> [PAGE TEXT]
________

Growing up in Kenya in the early twentieth century, the brothers Matu and Muthegi are raised according to customs that, they are told, have existed since the beginning of the world. But when the 'red' strangers come, sunburned Europeans who seek to colonize their homeland, the lives of the two Kikuyu tribesmen begin to change in dramatic new ways. Soon, their people are overwhelmed by unknown diseases that traditional magic seems powerless to control. And as the strangers move across the land, the tribe rapidly finds itself forced to obey foreign laws that seem at best bizarre, and that at worst entirely contradict the Kikuyu's own ancient ways, rituals and beliefs.

________

> [PROBLEM SET]
(A) Do these statements agree with the passage about the brothers Matu and Muthegi? For each, answer yes or no and quote the words from the passage that decide it. (i) The brothers grow up in Kenya in the early twentieth century. (ii) Traditional magic manages to control the unknown diseases. (iii) The strangers are sunburned Europeans.
(B) Reproduce the passage about the brothers Matu and Muthegi between "Growing up in" and "rituals and beliefs.", inclusive.

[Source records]

________

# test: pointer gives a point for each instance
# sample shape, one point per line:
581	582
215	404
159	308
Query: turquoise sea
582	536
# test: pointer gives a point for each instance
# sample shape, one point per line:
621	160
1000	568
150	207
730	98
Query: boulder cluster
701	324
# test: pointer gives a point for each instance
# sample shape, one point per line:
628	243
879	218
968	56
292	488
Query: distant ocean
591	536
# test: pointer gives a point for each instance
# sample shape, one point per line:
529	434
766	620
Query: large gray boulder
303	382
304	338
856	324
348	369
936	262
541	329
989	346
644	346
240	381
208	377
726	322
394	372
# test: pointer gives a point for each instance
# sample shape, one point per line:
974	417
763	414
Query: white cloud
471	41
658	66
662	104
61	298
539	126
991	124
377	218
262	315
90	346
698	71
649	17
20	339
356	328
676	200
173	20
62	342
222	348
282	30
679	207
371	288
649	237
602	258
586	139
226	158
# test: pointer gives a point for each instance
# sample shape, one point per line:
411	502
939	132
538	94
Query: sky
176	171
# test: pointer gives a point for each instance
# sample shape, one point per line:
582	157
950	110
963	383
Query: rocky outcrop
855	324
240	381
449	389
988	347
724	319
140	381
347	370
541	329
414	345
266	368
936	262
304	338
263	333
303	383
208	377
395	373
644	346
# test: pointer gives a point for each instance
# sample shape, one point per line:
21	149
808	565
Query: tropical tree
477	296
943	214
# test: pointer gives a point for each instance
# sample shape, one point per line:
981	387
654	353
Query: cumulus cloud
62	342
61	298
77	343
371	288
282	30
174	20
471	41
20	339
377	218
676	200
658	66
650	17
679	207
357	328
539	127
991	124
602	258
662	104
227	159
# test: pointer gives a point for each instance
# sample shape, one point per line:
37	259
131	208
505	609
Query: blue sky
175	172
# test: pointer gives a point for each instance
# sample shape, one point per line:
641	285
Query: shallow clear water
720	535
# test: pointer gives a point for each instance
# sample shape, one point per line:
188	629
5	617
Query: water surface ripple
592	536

________

> [EXPECTED RESPONSES]
(A)
(i) Yes: "Growing up in Kenya in the early twentieth century, the brothers Matu and Muthegi are raised"
(ii) No: "unknown diseases that traditional magic seems powerless to control"
(iii) Yes: "sunburned Europeans who seek to colonize their homeland"

(B)
Growing up in Kenya in the early twentieth century, the brothers Matu and Muthegi are raised according to customs that, they are told, have existed since the beginning of the world. But when the 'red' strangers come, sunburned Europeans who seek to colonize their homeland, the lives of the two Kikuyu tribesmen begin to change in dramatic new ways. Soon, their people are overwhelmed by unknown diseases that traditional magic seems powerless to control. And as the strangers move across the land, the tribe rapidly finds itself forced to obey foreign laws that seem at best bizarre, and that at worst entirely contradict the Kikuyu's own ancient ways, rituals and beliefs.